Rosemarie (Ro) Liriano
Rosemarie (Ro) Liriano is a rising Junior at CUNY Lehman College majoring in Computer Science with a minor in Sociology. Her interests range between social justice, artificial intelligence and machine learning, and public policy. She would like to work at the intersection of technology and social science in the future and for this reason she was excited to be accepted into the Microsoft DS3 program where she hopes to learn how to combine her love for technology and sociology in a way that could help impact change in the world.
Keri Mallari is am a rising junior at Lehman College majoring in Math and Computer Science. She applied to this program because she took a data-based class called the Future of New York City, and it was the best Computer Science class she’s taken in college. She wants to explore more data sets and learn more about data science.
Francois Mertil is a senior at New York City College of Technology, CUNY, is majoring in Applied Math focusing in Information Science.
Ilana Radinsky is a rising Junior at Stern College for Women (Yeshiva University) studying Computer Science and Math. She applied to the Microsoft Research Data Science Summer School because she believes in the power of data science – as an emerging field that bridges the gap between so many disciplines and industries, data science is a discipline with a huge potential for positive impact on mankind.

## WRITTEN TASKS
**1)** Sum up the student bios in two sentences.
**2)** Please reproduce the student bios word for word, beginning at "Ilana Radinsky is" and stopping after "impact on mankind.".
The listing that follows is separate material, unrelated to the student bios.

## RAW DATA
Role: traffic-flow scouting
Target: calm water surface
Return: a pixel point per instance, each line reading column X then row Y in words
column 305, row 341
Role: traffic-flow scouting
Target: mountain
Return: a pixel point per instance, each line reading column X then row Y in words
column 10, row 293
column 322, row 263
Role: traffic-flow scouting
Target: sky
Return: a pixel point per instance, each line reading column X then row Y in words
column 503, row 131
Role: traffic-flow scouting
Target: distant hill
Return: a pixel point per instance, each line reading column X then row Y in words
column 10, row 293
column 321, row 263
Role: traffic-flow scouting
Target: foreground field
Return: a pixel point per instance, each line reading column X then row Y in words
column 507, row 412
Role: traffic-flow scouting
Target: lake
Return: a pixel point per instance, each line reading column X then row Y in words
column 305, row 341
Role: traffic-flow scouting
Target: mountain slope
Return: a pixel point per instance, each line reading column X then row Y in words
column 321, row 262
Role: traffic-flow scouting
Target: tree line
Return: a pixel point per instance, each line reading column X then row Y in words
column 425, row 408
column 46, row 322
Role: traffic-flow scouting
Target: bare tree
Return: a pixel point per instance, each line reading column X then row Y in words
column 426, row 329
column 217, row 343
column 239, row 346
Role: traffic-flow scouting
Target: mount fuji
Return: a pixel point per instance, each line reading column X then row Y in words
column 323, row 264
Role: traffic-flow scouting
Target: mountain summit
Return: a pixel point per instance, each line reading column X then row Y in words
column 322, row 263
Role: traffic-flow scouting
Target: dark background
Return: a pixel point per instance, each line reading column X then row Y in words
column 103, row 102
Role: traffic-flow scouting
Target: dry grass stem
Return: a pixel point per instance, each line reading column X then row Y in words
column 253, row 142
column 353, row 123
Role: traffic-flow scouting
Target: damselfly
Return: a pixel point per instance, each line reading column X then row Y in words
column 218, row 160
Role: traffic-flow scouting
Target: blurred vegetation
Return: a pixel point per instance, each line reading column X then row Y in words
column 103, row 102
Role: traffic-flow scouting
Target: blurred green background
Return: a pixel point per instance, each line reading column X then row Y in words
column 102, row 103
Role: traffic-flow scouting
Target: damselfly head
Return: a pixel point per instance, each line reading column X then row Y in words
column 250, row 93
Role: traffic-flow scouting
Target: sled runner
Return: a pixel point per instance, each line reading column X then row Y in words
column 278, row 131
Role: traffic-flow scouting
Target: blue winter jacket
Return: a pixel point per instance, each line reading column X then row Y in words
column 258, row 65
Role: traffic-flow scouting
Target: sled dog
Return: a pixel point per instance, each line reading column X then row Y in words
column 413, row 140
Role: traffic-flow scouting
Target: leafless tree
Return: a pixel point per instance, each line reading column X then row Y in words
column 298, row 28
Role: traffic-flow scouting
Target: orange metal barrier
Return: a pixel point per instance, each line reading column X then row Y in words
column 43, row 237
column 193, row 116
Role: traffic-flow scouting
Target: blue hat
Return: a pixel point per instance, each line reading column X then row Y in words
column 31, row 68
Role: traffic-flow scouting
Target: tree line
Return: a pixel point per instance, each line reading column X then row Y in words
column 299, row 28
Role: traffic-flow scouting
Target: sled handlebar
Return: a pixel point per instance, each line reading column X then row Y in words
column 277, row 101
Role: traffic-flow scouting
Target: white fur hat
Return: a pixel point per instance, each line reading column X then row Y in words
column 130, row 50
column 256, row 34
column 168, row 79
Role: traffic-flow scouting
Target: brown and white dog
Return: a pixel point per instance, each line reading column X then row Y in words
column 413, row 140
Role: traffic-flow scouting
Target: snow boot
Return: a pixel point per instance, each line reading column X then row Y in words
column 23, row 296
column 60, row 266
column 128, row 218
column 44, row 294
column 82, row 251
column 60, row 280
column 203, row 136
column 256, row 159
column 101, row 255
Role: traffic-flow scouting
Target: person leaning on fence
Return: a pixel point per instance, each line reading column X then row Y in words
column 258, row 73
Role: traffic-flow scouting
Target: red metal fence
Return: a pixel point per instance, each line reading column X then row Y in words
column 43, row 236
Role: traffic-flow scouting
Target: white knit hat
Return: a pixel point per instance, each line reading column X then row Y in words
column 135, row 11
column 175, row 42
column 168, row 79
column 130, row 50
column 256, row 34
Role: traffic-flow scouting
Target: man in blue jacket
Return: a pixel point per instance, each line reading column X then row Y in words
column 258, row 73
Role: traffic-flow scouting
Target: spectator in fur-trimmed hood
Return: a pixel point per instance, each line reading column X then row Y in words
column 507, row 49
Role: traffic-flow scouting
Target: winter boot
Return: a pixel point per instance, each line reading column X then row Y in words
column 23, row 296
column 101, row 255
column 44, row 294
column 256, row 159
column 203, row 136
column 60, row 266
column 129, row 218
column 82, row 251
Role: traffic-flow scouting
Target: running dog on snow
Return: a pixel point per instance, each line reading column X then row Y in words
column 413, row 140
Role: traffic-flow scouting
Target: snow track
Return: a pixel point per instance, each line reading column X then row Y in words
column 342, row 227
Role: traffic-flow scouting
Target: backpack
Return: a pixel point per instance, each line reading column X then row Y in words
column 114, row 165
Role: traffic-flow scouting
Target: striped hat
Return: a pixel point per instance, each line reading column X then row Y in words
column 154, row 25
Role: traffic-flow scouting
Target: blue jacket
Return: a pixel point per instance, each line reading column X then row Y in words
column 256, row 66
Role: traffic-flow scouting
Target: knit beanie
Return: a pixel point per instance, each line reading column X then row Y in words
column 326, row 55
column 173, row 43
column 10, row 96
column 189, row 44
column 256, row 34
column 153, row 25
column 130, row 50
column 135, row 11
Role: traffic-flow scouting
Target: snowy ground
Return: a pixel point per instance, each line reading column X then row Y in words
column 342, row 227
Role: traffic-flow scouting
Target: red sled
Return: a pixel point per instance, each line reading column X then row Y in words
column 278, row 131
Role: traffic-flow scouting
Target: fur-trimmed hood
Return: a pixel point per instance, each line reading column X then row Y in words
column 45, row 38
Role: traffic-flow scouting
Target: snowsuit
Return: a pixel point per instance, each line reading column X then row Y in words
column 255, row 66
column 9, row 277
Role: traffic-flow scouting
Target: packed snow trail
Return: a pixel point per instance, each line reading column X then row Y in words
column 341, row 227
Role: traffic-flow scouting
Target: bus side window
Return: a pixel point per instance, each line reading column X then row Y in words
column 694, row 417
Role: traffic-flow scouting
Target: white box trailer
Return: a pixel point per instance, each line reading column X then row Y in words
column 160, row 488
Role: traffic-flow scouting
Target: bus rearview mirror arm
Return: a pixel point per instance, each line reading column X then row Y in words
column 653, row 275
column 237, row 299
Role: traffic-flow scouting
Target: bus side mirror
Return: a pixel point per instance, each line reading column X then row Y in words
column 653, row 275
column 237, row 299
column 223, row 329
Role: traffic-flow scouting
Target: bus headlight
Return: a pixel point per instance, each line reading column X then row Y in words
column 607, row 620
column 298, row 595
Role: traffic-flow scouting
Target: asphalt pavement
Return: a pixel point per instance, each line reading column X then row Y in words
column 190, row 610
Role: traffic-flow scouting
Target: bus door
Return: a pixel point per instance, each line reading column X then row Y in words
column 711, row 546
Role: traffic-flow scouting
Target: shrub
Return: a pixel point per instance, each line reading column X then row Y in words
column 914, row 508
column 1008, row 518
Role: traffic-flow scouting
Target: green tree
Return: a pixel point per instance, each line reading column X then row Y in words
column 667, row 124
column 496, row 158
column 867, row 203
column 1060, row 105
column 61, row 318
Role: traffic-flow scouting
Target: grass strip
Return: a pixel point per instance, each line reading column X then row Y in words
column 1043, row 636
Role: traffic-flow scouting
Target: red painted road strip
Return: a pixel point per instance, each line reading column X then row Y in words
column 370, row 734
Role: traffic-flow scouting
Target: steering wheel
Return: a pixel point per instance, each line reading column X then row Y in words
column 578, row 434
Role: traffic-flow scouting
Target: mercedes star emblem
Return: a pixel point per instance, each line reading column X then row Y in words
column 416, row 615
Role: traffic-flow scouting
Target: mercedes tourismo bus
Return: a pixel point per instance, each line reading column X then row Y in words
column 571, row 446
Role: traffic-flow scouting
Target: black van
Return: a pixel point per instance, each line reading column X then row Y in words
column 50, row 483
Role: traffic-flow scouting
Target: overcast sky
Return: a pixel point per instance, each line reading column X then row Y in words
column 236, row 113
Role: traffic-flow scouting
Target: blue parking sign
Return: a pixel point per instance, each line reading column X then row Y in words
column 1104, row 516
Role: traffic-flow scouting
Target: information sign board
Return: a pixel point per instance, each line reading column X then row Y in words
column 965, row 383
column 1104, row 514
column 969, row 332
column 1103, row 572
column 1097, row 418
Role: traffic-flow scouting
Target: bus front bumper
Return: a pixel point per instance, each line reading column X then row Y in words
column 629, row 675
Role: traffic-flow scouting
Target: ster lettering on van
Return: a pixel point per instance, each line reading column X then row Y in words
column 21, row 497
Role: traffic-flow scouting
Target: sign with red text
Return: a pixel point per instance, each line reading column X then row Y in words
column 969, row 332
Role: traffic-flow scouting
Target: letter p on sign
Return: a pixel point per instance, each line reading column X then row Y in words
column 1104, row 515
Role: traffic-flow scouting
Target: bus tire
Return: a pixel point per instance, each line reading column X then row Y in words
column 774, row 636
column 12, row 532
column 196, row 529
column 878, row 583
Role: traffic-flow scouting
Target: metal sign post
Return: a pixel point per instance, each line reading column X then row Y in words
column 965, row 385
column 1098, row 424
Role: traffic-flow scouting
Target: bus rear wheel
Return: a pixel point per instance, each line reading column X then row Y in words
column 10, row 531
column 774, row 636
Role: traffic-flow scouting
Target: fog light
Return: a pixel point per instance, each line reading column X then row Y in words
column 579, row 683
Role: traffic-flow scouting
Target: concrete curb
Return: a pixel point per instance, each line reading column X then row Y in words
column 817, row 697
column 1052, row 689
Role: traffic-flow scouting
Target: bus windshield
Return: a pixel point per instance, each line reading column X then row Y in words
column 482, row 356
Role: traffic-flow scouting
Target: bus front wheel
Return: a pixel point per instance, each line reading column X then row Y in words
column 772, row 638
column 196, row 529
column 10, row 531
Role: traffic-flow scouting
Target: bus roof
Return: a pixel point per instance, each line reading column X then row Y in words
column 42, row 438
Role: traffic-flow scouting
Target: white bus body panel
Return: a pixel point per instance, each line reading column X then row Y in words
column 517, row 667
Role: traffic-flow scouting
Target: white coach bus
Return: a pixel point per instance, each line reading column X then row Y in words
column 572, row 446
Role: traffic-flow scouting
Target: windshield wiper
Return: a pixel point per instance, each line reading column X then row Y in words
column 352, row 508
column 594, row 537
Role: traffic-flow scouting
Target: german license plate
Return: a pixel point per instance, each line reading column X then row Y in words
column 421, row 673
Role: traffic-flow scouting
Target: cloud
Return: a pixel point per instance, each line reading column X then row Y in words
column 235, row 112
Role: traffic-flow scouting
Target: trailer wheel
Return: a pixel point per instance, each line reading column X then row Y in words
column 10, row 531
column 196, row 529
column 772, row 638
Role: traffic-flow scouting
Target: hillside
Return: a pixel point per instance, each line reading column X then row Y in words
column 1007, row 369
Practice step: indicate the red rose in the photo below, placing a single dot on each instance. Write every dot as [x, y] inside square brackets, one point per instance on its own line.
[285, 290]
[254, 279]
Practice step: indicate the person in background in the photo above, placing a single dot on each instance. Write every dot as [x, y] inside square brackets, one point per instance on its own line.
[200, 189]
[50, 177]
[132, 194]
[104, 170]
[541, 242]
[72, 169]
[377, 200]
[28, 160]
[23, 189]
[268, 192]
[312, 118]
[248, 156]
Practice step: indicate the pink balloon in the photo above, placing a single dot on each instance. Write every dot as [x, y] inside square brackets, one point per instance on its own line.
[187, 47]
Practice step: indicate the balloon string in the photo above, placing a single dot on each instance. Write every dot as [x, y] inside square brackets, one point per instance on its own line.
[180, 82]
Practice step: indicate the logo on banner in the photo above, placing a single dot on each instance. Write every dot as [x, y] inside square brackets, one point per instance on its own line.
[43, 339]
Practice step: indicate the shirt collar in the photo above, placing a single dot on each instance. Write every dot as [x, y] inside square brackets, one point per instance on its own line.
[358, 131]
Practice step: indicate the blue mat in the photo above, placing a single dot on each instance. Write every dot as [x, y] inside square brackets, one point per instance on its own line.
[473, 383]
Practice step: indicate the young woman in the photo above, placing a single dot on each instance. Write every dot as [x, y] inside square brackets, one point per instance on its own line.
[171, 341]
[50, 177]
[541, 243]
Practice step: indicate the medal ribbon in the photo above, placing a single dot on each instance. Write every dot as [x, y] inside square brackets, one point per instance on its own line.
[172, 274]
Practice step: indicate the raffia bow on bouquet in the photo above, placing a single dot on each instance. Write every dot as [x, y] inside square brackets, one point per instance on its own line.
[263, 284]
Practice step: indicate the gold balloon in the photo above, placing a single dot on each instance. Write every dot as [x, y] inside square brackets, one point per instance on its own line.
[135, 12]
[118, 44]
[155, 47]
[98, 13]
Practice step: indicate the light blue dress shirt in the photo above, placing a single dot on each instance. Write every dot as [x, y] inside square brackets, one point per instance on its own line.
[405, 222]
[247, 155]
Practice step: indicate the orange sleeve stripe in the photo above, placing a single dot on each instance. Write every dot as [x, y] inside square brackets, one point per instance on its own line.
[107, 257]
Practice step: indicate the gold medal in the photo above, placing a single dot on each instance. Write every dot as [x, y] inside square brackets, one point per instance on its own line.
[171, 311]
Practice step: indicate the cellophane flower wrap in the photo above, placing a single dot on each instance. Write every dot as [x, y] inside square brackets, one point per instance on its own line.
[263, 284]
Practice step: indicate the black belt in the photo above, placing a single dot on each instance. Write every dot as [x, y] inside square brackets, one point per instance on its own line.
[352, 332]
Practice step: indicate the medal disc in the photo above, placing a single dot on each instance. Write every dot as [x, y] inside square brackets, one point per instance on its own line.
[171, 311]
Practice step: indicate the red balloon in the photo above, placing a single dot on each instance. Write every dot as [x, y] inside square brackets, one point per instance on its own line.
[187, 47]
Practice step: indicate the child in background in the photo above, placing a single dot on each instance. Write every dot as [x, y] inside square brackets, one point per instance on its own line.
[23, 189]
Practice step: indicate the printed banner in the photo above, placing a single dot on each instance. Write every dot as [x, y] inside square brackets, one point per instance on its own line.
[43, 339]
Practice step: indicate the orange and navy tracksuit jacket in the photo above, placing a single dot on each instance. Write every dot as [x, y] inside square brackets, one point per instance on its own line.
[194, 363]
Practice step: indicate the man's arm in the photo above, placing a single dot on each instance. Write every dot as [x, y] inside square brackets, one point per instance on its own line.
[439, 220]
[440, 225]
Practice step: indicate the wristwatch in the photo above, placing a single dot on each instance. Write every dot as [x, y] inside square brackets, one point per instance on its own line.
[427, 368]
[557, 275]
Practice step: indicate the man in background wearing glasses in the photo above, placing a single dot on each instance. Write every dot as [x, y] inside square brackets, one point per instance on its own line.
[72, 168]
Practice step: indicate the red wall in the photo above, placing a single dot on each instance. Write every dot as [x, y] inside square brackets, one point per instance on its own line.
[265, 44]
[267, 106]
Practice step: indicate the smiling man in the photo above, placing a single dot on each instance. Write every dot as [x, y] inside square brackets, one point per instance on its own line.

## TASK RESULTS
**1)** The student bios describe four undergraduates studying computer science, math, or applied math: Rosemarie Liriano and Keri Mallari at Lehman College, Francois Mertil at New York City College of Technology, and Ilana Radinsky at Stern College for Women. Three of them give reasons for applying to the data science program, including a wish to combine technology with sociology, an interest in exploring more data sets, and a belief in the field's potential for positive impact.

**2)**
Ilana Radinsky is a rising Junior at Stern College for Women (Yeshiva University) studying Computer Science and Math. She applied to the Microsoft Research Data Science Summer School because she believes in the power of data science – as an emerging field that bridges the gap between so many disciplines and industries, data science is a discipline with a huge potential for positive impact on mankind.